• Assigned task:
Copy out, exactly as given, every line from the line with "Q: Point out each instance of the contrail" to the end of the listing, both of those lines included.

————————

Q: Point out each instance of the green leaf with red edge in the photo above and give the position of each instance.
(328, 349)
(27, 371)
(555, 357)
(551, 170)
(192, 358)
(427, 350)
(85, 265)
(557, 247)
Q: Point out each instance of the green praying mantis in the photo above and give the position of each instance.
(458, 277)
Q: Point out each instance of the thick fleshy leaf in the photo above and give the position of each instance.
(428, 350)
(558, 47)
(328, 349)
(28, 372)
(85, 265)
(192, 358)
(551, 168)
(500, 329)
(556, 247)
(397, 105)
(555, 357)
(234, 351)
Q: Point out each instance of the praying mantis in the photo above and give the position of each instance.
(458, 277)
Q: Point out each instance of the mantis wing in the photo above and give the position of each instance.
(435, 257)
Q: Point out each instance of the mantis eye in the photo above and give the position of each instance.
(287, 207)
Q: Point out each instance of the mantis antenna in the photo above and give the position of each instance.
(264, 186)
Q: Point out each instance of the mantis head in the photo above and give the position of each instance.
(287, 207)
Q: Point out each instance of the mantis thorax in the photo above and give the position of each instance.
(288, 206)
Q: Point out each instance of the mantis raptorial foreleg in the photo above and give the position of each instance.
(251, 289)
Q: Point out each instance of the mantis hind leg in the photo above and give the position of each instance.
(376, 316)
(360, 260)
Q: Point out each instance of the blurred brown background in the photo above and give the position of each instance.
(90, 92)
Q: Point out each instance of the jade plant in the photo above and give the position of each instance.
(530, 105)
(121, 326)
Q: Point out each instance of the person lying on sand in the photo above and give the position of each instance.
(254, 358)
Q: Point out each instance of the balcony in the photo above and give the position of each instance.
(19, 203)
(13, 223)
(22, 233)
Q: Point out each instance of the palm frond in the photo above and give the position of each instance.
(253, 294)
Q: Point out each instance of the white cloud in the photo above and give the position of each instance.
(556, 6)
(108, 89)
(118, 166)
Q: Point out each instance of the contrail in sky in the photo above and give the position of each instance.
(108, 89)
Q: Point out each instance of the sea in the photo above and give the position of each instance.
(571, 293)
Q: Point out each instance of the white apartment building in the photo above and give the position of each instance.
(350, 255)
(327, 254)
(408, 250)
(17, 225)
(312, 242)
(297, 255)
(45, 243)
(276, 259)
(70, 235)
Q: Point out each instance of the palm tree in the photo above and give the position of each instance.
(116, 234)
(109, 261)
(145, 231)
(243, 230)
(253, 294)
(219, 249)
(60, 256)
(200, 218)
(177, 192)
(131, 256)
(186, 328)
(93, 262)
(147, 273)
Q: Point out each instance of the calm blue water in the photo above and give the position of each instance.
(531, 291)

————————

• Final answer:
Q: Point out each instance of the contrail in sky in the photo above and give the position of each instance.
(108, 89)
Q: Point out each instance of the sea in the photo above and give the position of each instance.
(571, 293)
Q: Point out each instance of the white apartment building in the photo above and give the position of each instance.
(350, 255)
(327, 254)
(408, 250)
(17, 225)
(312, 242)
(297, 255)
(45, 243)
(276, 259)
(70, 235)
Q: Point out each instance of the palm tree in the photo above and give the position of each instance.
(116, 234)
(109, 261)
(145, 231)
(243, 230)
(253, 294)
(219, 249)
(60, 256)
(200, 218)
(177, 192)
(131, 256)
(186, 328)
(93, 262)
(147, 273)
Q: Point out each instance of the calm blue water in the photo above and give the position of each instance.
(531, 291)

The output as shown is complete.